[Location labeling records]
/---

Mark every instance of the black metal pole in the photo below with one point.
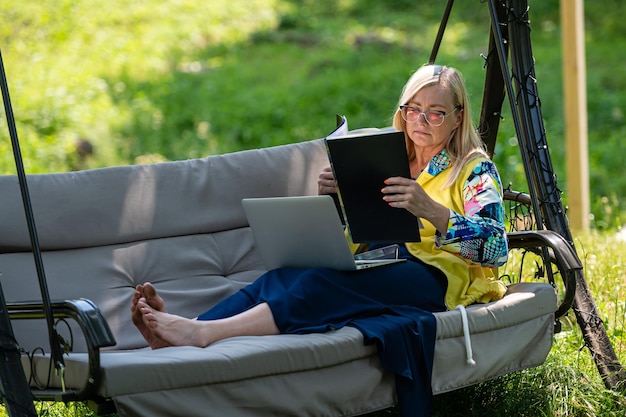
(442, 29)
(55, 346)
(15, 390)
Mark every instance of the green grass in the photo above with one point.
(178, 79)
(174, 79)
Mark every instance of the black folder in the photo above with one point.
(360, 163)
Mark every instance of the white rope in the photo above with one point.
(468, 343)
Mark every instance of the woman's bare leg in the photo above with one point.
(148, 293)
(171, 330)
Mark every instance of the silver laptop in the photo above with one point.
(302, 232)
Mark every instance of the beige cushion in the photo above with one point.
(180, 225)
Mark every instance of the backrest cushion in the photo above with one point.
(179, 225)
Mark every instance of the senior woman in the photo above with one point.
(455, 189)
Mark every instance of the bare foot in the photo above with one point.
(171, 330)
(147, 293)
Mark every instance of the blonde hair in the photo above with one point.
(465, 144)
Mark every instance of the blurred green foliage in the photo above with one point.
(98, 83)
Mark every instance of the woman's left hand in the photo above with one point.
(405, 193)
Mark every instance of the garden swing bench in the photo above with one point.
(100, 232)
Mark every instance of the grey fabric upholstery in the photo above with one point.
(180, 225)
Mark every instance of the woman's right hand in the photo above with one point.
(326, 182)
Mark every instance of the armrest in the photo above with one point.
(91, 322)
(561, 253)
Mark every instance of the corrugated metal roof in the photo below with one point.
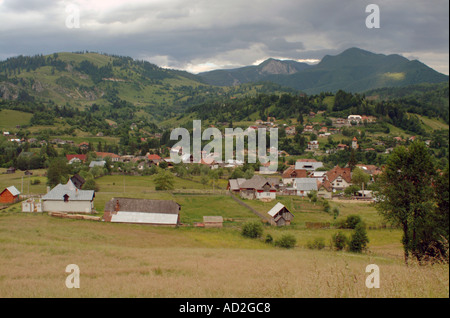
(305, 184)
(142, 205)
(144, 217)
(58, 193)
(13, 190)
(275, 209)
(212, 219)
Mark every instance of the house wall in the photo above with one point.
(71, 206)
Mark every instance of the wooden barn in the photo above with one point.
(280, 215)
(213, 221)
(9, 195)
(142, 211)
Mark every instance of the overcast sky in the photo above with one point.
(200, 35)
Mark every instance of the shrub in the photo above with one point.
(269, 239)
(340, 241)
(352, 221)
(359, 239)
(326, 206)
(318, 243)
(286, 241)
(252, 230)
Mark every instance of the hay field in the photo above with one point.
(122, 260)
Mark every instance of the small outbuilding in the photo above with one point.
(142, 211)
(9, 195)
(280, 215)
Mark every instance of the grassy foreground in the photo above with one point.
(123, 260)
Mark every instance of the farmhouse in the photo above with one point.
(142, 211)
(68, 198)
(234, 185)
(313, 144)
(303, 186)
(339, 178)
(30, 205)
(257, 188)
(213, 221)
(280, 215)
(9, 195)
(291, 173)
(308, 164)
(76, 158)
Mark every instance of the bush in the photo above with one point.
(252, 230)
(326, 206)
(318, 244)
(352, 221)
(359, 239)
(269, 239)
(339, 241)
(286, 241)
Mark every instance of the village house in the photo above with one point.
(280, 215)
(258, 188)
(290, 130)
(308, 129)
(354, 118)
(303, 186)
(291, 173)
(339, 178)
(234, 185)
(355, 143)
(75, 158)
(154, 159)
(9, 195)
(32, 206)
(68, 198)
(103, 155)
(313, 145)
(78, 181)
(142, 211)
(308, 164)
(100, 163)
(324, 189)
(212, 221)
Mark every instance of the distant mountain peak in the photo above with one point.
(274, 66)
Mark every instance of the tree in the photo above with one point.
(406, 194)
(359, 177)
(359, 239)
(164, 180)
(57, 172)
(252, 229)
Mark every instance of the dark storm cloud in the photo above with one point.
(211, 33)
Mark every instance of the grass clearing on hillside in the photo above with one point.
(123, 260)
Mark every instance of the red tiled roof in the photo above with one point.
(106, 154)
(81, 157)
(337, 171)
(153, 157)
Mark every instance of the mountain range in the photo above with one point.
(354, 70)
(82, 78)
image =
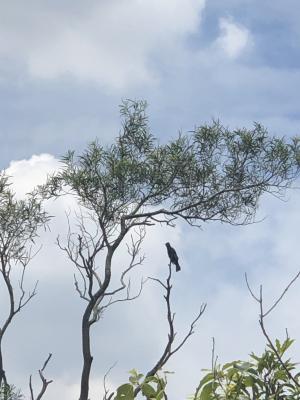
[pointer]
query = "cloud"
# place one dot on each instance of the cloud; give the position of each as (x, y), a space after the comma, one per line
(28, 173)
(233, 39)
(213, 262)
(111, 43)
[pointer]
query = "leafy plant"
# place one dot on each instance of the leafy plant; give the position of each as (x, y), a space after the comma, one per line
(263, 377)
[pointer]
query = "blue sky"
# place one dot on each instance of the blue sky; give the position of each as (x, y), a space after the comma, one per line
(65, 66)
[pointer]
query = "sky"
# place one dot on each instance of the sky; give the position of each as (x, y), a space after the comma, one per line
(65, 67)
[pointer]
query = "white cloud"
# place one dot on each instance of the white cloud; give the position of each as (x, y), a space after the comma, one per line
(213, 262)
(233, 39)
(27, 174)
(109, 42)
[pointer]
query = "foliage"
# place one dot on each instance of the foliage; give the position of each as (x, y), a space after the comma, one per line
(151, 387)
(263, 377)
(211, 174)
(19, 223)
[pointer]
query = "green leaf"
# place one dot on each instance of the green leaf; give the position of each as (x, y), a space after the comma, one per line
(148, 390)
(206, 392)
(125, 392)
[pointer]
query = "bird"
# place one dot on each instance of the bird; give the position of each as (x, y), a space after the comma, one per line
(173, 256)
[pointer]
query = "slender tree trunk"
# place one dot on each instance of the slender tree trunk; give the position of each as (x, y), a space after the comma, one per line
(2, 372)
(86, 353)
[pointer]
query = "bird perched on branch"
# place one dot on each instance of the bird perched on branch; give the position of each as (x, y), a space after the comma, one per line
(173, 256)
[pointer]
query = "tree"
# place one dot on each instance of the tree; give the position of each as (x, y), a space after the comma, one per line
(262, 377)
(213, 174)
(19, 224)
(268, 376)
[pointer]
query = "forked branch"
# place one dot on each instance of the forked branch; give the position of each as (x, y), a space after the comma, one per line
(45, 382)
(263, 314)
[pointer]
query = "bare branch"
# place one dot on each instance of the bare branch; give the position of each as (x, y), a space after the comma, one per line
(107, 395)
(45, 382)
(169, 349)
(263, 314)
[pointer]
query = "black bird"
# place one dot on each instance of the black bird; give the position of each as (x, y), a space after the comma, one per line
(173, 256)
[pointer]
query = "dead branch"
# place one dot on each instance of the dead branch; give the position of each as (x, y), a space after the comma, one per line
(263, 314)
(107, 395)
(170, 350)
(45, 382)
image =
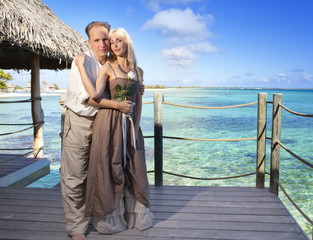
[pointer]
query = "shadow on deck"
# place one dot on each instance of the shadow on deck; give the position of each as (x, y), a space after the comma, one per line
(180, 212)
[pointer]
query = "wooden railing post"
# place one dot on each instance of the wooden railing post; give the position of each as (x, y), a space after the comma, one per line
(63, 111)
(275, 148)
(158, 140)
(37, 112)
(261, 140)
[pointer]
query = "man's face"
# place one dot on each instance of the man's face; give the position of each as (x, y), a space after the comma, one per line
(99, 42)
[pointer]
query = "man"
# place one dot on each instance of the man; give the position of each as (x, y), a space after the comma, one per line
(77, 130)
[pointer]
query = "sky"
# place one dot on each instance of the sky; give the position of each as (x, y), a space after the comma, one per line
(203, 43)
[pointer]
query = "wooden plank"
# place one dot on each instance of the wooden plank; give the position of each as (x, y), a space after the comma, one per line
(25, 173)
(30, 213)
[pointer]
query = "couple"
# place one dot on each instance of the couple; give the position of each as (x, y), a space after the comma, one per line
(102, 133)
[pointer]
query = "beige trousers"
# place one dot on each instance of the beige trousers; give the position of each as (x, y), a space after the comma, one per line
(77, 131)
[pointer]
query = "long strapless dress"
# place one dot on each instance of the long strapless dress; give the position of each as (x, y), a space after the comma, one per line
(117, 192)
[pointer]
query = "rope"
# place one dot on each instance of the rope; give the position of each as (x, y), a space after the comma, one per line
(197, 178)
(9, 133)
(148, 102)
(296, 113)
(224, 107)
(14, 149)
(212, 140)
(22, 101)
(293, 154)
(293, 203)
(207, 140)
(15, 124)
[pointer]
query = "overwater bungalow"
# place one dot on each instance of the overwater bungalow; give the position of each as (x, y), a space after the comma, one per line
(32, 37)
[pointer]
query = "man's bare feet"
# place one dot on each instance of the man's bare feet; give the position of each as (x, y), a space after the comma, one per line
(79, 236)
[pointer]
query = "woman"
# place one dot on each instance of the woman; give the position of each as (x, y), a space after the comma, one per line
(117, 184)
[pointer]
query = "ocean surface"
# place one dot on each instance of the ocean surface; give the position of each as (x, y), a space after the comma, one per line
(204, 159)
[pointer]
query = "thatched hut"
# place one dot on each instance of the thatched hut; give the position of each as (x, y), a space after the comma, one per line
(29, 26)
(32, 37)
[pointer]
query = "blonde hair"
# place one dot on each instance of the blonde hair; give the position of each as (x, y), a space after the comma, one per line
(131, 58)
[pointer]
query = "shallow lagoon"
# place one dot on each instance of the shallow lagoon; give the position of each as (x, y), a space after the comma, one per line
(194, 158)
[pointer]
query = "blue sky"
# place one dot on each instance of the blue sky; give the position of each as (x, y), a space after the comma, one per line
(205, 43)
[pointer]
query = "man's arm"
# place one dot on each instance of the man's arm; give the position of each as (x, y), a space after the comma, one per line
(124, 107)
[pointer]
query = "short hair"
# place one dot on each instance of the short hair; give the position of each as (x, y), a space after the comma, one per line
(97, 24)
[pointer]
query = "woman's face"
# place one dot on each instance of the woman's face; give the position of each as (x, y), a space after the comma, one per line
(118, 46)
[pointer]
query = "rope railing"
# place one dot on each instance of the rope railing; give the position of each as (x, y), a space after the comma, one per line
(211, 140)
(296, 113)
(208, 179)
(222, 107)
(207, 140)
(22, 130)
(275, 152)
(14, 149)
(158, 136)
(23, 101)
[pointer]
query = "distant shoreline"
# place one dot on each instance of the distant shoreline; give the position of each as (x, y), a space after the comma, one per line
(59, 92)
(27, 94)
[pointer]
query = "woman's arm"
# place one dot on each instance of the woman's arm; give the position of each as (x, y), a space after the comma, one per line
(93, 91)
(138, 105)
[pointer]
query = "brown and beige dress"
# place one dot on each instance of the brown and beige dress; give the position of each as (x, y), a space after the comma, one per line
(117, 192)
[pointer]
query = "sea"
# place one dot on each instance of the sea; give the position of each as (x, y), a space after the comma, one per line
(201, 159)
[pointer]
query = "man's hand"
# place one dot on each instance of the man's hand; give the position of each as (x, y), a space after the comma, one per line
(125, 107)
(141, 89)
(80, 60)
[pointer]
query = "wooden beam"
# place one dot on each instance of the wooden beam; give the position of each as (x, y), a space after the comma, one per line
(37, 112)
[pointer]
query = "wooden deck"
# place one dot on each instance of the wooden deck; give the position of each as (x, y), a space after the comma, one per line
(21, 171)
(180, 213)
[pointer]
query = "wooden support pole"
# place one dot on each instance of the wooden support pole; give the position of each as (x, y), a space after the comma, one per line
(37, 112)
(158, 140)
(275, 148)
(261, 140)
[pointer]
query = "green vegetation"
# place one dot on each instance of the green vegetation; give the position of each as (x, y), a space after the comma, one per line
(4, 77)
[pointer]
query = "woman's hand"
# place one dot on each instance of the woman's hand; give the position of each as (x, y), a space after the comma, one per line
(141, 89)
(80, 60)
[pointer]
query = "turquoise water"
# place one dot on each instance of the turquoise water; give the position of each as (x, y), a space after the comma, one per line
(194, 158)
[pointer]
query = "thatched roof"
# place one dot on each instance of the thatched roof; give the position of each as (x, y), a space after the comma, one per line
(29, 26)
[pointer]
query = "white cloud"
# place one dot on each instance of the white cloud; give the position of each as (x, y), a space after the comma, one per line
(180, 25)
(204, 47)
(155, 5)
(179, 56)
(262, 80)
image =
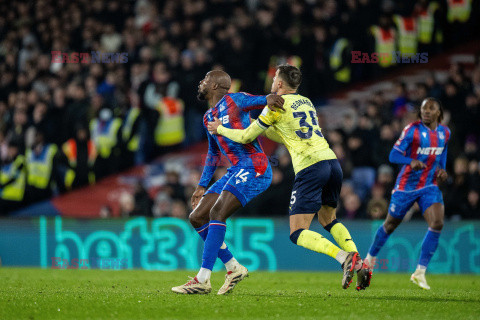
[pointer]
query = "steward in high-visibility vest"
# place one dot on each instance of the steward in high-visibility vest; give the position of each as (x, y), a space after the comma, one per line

\---

PROBLEM TO SOLVE: List each line above that contains the word "support", paying attention to uppercase and lowercase.

REPLY:
query = "wooden support pole"
# place one dot on each instance of the wooden support pole; give the position of each as (x, y), a space after the comma, one per line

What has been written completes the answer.